* EXCERPT PROVIDED
We had a wonderful Christmas in Portland, Maine with our son Fritz and his girlfriend Meg (who live there), our other son Robin (who dropped his fiancee Stephanie off at her parents’ house in Connecticut as they drove up from Baltimore), Bruce’s mother Ann, his sister Kelly and her partner Allison.
“Hey, I have an idea. Let’s pose for a timed photo of ourselves”
L to R: Kelly, me, Meg, Bruce, Ann, Robin, Al, Fritz.
“Hey, I have another idea. Let’s take a second photo and all make faces!”
I couldn’t figure out why everyone was laughing at me after the shot was taken. Then I realized I was setting myself up as a chump if I was the only one making a face. (This has actually happens to me a lot. You’d think I would learn!)
After opening presents and having a most excellent brunch made by Fritz and Meg, we took a walk around the eastern prom. It was a little snowy and icy underfoot, but it felt good to get out.
Christmas sunset over Portland. The calm before the storm. (At this same time the next evening, the snow had started and the winds were picking up, and Bruce and I were glad to be back on the island before the blizzard hit.)
After the walk and some rest time, we regrouped for dinner at Kelly and Al’s house. More presents, more food, more fun. And a chance to learn some bread techniques from Al.

* RECORDED DATA
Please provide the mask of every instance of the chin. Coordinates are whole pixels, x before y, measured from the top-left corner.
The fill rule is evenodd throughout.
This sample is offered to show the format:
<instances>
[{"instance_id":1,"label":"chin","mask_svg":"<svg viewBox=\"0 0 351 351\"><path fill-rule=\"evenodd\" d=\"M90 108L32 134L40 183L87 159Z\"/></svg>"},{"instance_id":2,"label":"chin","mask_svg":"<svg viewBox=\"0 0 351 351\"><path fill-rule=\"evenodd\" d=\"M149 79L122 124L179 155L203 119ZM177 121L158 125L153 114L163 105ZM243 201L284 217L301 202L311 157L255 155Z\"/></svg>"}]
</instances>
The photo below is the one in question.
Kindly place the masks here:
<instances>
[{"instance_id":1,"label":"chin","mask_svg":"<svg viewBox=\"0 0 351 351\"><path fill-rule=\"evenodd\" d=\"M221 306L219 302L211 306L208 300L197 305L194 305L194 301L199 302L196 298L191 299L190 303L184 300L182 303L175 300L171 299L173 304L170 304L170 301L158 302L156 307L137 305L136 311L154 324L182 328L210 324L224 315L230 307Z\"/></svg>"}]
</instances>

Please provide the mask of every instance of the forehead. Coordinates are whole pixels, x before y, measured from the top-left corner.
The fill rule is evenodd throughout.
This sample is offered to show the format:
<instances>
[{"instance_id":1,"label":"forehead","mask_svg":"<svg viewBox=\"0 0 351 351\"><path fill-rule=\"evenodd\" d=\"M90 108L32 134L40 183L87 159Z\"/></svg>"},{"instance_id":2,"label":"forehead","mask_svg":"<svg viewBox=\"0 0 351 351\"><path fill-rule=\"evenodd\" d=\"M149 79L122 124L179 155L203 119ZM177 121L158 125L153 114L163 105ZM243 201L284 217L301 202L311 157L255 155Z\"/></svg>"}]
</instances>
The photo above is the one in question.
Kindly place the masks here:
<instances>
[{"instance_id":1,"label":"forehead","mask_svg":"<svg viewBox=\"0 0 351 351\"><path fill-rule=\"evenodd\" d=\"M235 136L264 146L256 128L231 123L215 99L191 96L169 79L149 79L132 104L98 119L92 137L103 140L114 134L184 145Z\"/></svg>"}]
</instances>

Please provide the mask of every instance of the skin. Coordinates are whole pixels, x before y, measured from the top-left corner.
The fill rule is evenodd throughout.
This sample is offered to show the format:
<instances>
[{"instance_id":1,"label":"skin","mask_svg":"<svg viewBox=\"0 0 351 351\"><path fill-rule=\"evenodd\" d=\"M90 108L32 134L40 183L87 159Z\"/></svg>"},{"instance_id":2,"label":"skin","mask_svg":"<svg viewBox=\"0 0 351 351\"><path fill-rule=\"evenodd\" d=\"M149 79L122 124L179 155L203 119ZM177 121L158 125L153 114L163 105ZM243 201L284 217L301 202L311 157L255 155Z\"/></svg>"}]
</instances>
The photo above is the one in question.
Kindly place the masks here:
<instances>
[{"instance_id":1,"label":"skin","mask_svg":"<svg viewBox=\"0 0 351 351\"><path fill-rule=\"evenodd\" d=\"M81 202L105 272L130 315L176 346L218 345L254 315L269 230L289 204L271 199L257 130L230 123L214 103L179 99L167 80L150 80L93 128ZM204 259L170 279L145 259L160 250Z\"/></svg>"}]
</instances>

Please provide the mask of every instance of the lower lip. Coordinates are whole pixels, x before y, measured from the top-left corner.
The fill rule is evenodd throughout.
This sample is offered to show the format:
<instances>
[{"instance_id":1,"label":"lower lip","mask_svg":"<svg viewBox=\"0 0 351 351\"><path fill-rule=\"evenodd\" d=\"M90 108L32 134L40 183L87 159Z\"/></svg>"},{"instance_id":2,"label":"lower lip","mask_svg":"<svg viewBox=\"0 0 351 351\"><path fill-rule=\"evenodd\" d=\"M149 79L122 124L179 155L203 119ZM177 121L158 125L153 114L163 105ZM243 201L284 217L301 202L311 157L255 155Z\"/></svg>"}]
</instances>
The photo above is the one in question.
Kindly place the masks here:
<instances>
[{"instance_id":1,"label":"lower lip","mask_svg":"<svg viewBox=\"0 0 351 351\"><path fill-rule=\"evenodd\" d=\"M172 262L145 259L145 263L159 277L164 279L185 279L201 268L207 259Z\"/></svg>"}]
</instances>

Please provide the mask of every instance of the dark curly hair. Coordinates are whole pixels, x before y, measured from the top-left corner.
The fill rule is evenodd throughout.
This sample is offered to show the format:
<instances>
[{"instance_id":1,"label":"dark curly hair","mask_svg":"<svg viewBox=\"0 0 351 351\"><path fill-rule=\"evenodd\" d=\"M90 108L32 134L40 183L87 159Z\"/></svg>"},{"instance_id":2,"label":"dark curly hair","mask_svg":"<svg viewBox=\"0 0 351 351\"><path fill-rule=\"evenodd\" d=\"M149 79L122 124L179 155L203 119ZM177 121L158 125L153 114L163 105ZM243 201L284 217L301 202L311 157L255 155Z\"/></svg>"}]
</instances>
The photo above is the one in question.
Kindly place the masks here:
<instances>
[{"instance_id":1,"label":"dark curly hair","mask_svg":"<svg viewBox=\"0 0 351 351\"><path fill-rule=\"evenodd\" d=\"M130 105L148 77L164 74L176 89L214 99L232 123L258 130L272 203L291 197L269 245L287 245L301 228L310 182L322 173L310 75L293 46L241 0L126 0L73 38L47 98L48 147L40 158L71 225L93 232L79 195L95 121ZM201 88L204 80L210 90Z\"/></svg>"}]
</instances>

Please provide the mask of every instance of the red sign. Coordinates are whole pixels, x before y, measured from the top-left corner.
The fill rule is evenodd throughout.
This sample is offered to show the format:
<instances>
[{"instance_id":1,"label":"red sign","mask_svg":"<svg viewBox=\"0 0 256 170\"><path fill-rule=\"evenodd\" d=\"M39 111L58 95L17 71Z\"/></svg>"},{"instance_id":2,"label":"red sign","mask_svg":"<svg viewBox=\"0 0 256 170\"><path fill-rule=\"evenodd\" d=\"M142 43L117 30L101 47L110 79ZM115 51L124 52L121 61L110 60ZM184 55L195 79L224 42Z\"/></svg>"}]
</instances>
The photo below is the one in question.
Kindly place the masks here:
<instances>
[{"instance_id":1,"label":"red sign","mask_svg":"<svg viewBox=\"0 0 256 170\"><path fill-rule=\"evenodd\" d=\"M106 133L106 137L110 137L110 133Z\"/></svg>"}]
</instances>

* TASK OBJECTIVE
In the Christmas account above, who made the brunch the family ate after opening presents?

* WRITTEN RESPONSE
Fritz and Meg